> _PROBLEMS TO SOLVE_
(A) According to the article on the Clovis school board's club decision, how many extra-curricular clubs are currently at the school?
(B) Extend the article on the Clovis school board's club decision with a few more paragraphs that pick up after its last sentence.

> _DOCUMENT TEXT_
School officials call it coincidental that the alliance applied while school policies were being reviewed, but representatives of the American Civil Liberties Union of New Mexico say they are concerned about the timing of the decision.
"This sort of tactic has been used in the past by school districts to discourage gay-straight clubs from forming," Micah McCoy, communications specialist for ACLU of New Mexico, said on Wednesday. "A lot of alarm bells went off when we saw this."
In a vote Tuesday night, the Clovis school board decided to prohibit any extra-curricular club from meeting during school hours or using school resources to meet and gather.
Meetings for the gay-straight alliance were going to be held after school all along, said James Walker, a senior at the school. But without resources or the ability to hang flyers or make announcements, it will be difficult to publicize meetings, he said.
"Now it's almost an underground operation," he said.
The gay-straight alliance is meant to create a safe place where students can get together and work toward greater tolerance and make schools safer places for gay, lesbian transgender and questioning students, McCoy said.
Clovis is in eastern New Mexico, on the border with Texas. There are 15 extra-curricular clubs currently at the school.

> _RECORDS SHOWN_
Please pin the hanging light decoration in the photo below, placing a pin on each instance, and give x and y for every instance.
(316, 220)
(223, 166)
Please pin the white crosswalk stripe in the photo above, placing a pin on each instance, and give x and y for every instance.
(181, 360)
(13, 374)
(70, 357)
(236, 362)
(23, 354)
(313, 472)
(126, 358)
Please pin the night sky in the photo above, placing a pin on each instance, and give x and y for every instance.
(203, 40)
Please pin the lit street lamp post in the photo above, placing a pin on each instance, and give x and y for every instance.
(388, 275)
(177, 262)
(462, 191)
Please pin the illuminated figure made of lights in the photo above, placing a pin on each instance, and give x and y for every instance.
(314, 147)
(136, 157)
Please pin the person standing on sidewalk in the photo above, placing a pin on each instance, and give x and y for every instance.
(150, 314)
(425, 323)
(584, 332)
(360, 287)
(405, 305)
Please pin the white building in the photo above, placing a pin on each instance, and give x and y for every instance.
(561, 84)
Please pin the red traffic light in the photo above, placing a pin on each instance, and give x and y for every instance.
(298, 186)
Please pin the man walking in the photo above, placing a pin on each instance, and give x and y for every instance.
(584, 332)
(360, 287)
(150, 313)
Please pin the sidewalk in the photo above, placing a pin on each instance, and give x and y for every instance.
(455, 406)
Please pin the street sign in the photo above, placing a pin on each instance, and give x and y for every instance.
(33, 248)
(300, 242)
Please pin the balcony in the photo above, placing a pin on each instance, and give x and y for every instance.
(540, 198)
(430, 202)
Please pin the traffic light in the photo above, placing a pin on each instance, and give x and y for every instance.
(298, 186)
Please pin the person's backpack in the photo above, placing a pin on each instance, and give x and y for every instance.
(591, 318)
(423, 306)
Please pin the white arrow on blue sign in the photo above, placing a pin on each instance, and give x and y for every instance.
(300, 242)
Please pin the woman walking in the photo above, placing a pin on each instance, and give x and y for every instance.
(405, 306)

---

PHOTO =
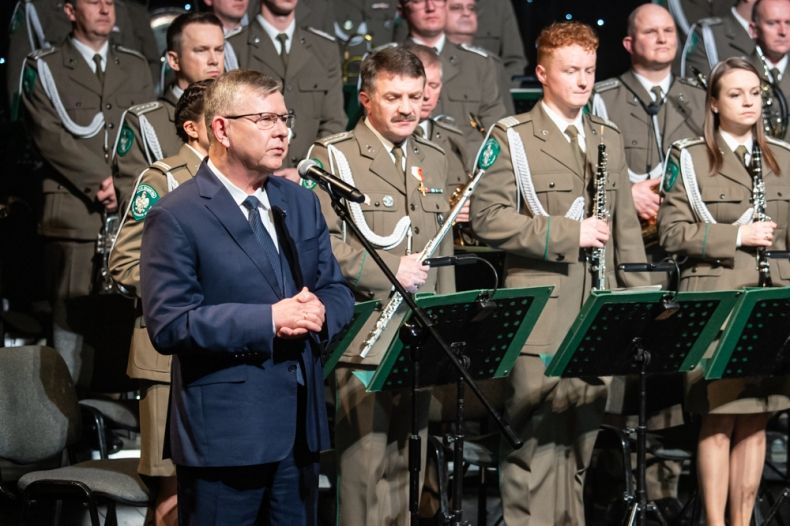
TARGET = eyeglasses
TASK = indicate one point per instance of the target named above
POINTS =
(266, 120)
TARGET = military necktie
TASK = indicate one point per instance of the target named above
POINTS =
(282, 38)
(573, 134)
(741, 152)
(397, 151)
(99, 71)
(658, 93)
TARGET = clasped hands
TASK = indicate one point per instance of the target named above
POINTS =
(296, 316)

> _ANSWER SET_
(A) 15

(B)
Calls to Clovis High School principal Wayne Marshall and district superintendent Terry Myers were not returned on Wednesday.
But Myers, who is in his first year at Clovis, told the Albuquerque Journal this week that the gay-straight alliance's application did not trigger the policy review.
"Being a new superintendent in Clovis, the board asked me to review each policy as it came up and make recommendations or at least bring those to their attention if there's some question as to what the board truly wants with a particular policy," Myers said, according to the newspaper. "This was not prompted by a particular request."
This isn't the first time the high school has gotten attention for an issue involving gay and lesbian students.
In 2008, the school changed its yearbook policy after a public outcry when lesbian couples were featured on a couples page of the yearbook. Now, the principal reviews any content that may be controversial.